#### SUPPLIED RECORDS:
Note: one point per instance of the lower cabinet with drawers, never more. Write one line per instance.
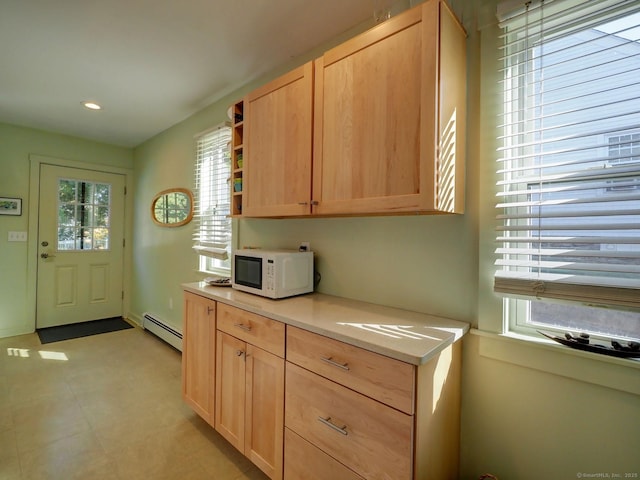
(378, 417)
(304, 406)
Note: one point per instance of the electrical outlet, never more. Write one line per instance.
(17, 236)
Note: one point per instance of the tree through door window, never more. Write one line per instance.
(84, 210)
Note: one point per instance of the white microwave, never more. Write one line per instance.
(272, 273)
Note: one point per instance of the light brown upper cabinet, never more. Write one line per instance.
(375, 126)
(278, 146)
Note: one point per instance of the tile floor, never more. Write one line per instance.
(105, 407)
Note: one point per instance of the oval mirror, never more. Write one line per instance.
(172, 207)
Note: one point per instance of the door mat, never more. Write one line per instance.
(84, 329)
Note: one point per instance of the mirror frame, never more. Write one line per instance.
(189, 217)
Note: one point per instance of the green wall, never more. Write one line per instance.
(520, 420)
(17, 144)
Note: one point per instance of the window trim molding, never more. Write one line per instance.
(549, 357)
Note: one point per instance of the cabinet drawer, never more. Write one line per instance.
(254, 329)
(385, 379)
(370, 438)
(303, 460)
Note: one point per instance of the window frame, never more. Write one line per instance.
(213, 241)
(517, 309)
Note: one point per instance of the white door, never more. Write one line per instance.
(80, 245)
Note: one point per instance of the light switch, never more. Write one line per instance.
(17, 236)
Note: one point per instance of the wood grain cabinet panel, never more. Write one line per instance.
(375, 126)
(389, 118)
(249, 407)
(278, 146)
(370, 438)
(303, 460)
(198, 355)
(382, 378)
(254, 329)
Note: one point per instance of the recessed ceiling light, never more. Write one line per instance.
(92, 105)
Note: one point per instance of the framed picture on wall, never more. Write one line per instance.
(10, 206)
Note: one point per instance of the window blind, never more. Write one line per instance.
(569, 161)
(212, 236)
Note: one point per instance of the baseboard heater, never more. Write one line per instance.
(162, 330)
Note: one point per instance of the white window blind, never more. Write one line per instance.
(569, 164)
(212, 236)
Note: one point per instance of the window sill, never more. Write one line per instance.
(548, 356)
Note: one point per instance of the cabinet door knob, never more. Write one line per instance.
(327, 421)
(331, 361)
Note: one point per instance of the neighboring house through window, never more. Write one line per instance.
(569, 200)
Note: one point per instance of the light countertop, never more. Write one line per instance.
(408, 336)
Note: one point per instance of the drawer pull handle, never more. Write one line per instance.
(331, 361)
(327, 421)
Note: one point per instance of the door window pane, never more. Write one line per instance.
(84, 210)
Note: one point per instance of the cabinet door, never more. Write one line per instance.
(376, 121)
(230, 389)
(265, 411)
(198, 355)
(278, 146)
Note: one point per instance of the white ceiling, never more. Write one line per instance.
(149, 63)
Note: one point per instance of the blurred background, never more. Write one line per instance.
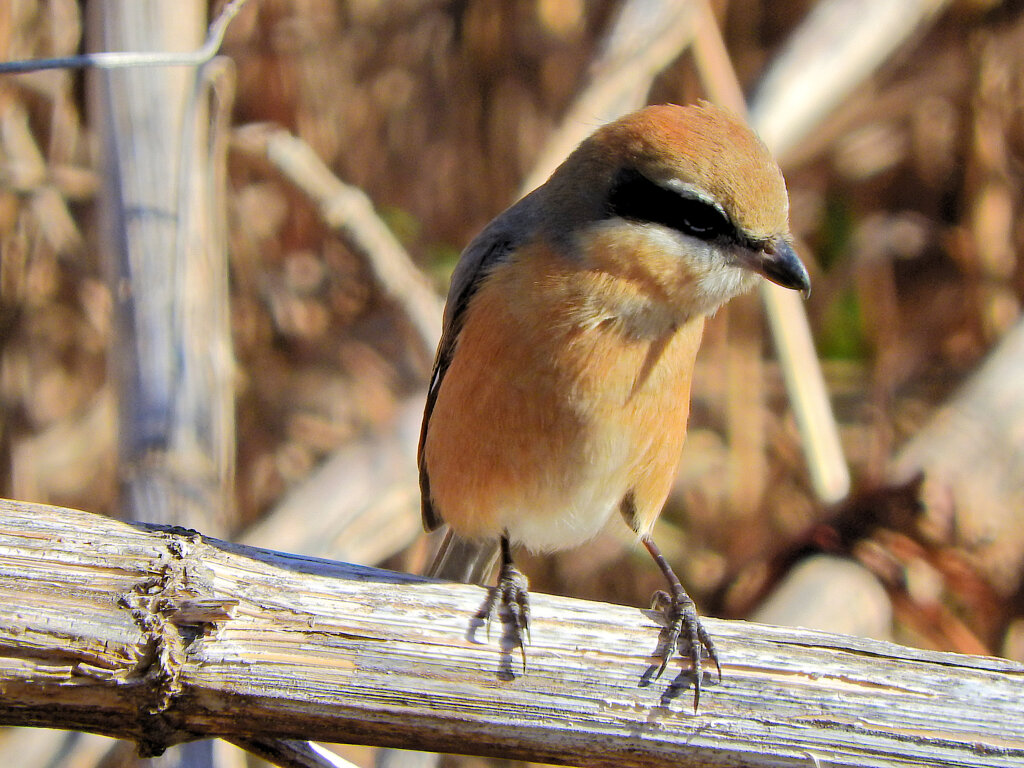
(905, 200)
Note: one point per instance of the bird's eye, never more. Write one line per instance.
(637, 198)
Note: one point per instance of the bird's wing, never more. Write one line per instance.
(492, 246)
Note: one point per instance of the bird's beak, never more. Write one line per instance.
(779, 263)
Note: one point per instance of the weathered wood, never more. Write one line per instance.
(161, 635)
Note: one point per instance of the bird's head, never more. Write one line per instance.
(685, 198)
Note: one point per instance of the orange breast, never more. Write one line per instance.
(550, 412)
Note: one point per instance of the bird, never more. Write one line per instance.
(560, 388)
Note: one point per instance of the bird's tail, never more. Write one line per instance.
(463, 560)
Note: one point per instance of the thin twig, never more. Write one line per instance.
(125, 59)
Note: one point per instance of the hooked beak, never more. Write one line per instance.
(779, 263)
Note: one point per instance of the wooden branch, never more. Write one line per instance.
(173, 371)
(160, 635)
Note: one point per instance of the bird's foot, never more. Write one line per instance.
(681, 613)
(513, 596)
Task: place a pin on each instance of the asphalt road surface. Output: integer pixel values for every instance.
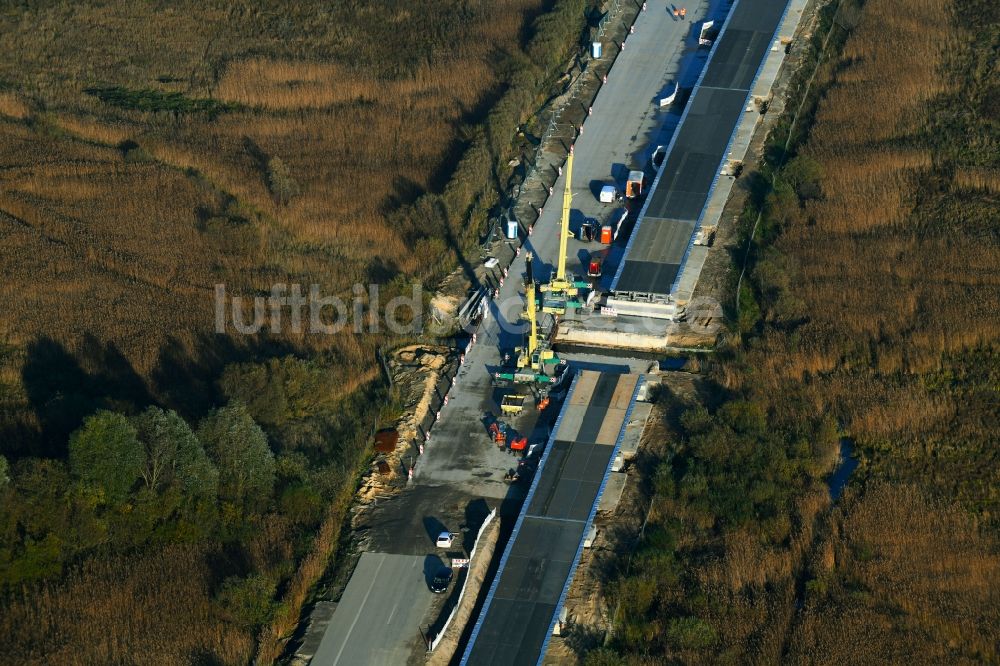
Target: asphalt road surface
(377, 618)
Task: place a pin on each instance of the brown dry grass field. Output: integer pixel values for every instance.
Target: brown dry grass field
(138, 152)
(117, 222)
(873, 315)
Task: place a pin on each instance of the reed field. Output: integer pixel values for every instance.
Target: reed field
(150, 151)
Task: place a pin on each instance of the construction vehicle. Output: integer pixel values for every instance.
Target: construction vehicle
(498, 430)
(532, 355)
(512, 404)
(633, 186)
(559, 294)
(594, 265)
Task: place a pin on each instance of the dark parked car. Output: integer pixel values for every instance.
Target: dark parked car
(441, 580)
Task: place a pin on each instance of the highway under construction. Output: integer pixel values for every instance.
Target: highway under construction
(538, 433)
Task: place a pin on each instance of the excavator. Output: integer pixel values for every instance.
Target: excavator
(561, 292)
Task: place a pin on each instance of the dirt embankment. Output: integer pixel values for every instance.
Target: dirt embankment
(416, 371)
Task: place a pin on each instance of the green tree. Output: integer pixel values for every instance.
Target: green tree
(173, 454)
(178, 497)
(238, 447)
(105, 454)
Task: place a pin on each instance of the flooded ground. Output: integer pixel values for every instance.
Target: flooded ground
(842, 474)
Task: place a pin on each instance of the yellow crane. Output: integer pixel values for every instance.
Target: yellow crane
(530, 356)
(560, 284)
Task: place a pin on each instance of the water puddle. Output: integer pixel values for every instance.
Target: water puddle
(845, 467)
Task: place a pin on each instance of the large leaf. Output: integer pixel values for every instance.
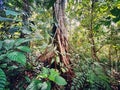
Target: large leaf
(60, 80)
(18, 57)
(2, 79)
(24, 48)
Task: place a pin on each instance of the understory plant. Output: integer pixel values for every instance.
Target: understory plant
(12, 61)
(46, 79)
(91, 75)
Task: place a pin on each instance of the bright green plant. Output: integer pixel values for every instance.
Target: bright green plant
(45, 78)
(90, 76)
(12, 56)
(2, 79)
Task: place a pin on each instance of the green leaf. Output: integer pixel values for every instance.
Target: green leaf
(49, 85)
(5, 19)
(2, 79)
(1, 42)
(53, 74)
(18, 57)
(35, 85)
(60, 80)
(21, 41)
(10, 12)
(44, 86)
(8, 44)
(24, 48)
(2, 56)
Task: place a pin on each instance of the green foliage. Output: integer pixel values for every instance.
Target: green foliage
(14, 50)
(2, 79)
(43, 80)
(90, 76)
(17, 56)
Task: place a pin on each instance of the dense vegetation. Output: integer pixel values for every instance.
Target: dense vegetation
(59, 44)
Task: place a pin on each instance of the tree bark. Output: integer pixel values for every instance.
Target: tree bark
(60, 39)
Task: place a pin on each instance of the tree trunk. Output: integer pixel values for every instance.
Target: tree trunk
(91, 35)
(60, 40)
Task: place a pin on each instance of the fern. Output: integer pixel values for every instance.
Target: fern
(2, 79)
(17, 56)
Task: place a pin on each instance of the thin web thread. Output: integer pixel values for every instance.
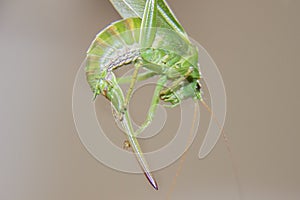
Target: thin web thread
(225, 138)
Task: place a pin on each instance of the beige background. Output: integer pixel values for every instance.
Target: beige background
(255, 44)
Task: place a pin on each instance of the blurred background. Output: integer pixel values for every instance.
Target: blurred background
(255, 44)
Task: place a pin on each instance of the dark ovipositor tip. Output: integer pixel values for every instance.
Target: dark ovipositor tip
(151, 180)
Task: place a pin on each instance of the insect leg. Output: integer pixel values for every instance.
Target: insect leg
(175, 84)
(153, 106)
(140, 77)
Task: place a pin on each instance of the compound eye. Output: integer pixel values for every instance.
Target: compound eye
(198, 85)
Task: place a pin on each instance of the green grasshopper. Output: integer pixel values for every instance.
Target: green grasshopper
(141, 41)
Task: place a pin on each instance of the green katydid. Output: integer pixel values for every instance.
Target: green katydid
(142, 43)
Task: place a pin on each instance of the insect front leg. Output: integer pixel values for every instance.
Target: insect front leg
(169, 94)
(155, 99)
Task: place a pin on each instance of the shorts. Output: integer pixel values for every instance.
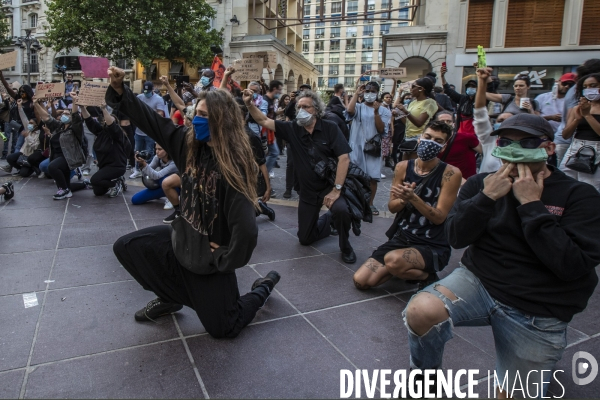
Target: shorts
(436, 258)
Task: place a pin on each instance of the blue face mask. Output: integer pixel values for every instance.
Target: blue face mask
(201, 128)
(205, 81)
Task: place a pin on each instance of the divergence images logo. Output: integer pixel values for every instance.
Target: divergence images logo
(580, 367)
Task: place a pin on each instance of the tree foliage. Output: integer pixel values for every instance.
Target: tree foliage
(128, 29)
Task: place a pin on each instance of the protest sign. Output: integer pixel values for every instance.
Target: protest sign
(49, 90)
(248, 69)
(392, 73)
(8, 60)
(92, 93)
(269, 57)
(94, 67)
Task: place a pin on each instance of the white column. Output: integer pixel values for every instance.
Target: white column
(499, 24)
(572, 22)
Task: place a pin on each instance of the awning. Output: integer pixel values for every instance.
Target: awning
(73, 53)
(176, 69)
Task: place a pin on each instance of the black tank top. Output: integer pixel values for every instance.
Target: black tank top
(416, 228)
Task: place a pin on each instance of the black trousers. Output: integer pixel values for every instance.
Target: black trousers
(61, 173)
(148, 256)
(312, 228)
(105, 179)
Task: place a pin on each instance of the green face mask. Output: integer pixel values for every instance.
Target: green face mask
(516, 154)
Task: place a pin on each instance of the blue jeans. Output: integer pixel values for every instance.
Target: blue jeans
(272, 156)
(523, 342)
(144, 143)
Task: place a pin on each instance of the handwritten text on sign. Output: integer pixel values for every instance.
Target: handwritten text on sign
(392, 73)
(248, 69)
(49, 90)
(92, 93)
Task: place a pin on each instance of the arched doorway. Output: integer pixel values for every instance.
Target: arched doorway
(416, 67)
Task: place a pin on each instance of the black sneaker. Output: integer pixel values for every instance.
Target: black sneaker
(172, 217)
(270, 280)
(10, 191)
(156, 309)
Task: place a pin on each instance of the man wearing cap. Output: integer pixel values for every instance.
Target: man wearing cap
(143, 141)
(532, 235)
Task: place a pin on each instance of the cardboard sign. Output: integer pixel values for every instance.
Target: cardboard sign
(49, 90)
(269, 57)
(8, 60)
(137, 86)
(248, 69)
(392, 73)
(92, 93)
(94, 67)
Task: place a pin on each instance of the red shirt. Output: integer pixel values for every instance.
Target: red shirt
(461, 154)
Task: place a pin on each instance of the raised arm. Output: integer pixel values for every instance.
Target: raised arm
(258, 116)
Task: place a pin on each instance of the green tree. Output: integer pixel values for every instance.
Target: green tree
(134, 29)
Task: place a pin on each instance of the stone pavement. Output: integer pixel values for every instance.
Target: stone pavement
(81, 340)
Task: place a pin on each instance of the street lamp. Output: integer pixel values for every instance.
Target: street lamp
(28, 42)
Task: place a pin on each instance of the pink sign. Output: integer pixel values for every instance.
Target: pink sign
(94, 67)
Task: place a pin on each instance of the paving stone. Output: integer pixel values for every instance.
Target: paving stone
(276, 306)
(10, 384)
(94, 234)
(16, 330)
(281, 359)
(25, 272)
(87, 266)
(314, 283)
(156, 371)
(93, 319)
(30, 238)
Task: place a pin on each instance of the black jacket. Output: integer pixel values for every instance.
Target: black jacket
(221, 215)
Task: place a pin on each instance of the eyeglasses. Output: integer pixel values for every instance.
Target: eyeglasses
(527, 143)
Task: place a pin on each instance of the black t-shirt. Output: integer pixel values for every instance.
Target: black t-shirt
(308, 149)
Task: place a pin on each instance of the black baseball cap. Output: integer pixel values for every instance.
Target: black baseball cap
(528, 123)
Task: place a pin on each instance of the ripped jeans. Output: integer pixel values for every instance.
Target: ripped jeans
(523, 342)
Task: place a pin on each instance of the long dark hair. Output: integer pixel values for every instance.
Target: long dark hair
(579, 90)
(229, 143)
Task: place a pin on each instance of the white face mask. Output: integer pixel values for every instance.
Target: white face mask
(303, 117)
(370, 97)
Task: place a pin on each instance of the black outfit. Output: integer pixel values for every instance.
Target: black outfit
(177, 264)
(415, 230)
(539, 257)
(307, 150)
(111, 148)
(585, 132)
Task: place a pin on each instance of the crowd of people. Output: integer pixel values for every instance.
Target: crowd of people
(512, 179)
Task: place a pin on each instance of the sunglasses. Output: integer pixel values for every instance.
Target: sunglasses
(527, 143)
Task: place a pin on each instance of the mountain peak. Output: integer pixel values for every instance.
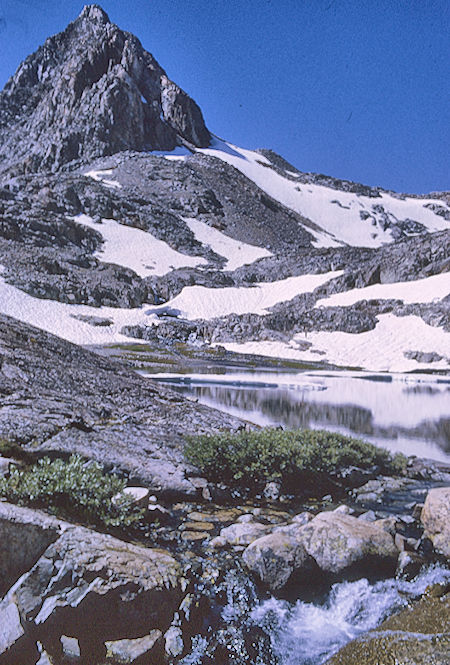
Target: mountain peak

#### EXERCISE REQUIREMENTS:
The result should be every line of the material that contains the word "peak", so copy those lines.

#### RESULT BELOW:
Task: place a pin on each instance of the mountain peak. Output: integer pixel values for every instance.
Target: mountain peak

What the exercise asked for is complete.